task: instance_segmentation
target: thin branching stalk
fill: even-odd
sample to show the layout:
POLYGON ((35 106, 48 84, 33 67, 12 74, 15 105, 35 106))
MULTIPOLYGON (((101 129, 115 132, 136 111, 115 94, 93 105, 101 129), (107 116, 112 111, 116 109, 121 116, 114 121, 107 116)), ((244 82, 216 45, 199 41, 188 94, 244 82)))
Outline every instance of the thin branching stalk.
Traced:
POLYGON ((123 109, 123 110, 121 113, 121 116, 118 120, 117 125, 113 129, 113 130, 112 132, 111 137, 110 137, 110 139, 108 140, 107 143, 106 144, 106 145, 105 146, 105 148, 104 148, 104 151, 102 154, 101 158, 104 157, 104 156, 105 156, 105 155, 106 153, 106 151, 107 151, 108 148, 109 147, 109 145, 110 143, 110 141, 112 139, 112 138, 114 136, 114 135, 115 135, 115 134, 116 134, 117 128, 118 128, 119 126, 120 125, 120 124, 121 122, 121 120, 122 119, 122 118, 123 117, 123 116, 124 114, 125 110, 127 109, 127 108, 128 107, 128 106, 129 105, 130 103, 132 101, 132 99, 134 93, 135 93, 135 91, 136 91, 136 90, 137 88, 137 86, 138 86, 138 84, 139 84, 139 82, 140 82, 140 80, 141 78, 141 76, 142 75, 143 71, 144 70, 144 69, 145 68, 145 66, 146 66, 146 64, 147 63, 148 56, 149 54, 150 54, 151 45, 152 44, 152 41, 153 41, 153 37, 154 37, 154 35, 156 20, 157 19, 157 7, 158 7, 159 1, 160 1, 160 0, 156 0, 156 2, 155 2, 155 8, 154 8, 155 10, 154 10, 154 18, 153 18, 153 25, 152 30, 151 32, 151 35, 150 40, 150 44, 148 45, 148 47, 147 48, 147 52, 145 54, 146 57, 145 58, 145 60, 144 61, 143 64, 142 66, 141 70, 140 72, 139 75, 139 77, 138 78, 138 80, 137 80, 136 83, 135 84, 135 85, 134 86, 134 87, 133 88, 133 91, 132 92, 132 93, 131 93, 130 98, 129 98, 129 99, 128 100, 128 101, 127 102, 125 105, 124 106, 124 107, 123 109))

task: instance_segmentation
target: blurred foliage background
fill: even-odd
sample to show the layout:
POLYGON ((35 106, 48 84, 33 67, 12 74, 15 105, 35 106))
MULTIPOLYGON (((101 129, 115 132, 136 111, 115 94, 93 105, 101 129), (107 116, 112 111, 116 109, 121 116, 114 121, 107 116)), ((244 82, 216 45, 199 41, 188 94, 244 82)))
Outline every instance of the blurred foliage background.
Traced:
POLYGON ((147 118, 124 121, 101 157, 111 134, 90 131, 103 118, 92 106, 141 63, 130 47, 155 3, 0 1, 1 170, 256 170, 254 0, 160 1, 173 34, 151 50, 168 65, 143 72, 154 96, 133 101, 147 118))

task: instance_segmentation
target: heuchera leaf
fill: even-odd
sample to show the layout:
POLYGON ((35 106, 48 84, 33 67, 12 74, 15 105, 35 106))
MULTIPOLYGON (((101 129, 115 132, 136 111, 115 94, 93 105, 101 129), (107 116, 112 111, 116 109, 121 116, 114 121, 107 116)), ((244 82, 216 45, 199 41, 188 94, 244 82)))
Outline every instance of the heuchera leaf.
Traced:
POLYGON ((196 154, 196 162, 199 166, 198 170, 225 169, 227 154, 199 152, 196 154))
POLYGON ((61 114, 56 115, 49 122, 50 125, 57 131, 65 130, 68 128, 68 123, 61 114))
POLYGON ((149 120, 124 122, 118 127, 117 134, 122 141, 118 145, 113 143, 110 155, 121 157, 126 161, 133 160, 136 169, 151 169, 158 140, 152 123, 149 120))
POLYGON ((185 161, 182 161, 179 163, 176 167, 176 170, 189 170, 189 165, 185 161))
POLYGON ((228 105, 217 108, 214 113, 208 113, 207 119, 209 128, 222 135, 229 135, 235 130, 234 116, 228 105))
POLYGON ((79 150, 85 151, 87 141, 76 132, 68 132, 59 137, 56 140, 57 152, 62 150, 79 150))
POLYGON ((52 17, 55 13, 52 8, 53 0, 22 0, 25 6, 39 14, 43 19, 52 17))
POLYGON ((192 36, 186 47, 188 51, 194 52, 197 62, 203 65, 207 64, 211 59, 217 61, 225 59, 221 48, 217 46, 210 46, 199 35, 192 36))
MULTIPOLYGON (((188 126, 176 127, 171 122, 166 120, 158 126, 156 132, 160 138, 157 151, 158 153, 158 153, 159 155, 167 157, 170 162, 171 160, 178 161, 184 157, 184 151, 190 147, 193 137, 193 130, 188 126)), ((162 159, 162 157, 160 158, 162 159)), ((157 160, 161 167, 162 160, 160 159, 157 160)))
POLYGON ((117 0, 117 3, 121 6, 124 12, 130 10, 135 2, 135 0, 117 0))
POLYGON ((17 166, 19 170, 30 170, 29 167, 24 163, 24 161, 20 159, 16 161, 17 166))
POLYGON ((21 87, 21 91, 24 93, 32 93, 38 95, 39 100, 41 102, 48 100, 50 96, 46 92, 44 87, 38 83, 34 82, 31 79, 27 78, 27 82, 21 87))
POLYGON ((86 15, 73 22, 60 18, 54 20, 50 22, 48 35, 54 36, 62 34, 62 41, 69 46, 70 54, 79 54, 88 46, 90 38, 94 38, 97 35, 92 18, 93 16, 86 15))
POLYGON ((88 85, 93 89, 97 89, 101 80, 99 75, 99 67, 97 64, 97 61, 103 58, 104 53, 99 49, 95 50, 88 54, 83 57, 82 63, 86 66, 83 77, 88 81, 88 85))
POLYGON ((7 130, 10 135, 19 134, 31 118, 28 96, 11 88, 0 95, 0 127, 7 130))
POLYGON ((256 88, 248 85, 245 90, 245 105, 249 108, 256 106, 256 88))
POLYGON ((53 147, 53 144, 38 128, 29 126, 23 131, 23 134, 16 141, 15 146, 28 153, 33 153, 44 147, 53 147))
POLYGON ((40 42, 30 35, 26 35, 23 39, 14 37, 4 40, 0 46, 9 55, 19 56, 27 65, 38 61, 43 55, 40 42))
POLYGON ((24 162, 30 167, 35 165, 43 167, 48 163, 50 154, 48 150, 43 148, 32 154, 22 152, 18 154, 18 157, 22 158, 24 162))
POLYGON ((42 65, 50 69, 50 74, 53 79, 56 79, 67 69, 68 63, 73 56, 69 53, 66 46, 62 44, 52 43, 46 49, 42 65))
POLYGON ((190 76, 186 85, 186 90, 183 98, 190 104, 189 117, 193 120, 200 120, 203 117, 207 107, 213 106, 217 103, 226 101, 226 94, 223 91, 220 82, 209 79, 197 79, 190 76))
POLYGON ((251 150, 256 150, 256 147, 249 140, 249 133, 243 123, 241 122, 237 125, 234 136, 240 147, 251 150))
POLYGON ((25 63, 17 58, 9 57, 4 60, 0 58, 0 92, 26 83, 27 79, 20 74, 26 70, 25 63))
____
Reproduce the listing from its first line up to and including the line containing "POLYGON ((123 109, 123", scaling every polygon coordinate in the traced answers by 2.2 and rounding each result to the nearest whole number, with halves rounded up. Leave all other lines, including the sample outlines, unchanged.

TASK RESULT
task: instance_segmentation
target: thin branching stalk
fill: even-odd
sample to show the layout:
POLYGON ((35 106, 48 84, 33 67, 12 74, 15 105, 35 106))
MULTIPOLYGON (((101 129, 115 132, 136 111, 115 94, 93 105, 101 129), (107 116, 112 111, 116 109, 121 116, 114 121, 107 116)), ((244 82, 216 45, 199 41, 188 94, 244 82)))
Outline every instance of the thin branching stalk.
Traced:
POLYGON ((271 240, 271 242, 266 249, 266 255, 260 264, 257 275, 249 284, 249 286, 246 290, 244 301, 242 301, 242 306, 238 308, 235 315, 233 317, 233 319, 231 321, 231 326, 229 326, 229 332, 224 339, 222 348, 229 345, 229 343, 231 343, 231 341, 233 337, 233 332, 235 332, 238 326, 240 323, 240 319, 242 315, 242 310, 246 306, 246 304, 251 299, 251 297, 253 297, 253 295, 255 295, 257 282, 260 282, 262 277, 264 275, 264 273, 266 268, 266 264, 268 262, 268 260, 271 257, 271 255, 273 251, 275 242, 279 240, 279 238, 282 235, 282 233, 284 231, 286 227, 290 222, 290 218, 295 205, 297 205, 297 200, 299 200, 299 198, 301 194, 301 189, 304 189, 304 185, 306 185, 306 180, 308 180, 308 176, 310 172, 310 167, 312 165, 315 156, 317 154, 317 152, 319 150, 319 145, 321 145, 321 141, 323 139, 326 123, 328 119, 330 119, 332 99, 334 97, 334 90, 337 90, 337 81, 339 81, 339 77, 343 44, 345 42, 345 15, 348 15, 350 2, 352 2, 352 0, 343 0, 343 4, 341 4, 341 18, 339 18, 341 22, 339 22, 339 40, 337 40, 337 55, 334 66, 332 70, 332 77, 330 88, 330 97, 326 99, 326 103, 323 106, 323 114, 319 119, 321 125, 319 128, 319 132, 317 134, 315 141, 312 145, 310 154, 308 158, 306 165, 306 169, 304 172, 304 176, 301 176, 299 183, 297 185, 297 187, 295 189, 295 191, 293 194, 293 200, 290 202, 290 205, 288 205, 286 216, 284 216, 284 218, 282 220, 282 222, 279 224, 275 231, 273 233, 273 235, 271 240))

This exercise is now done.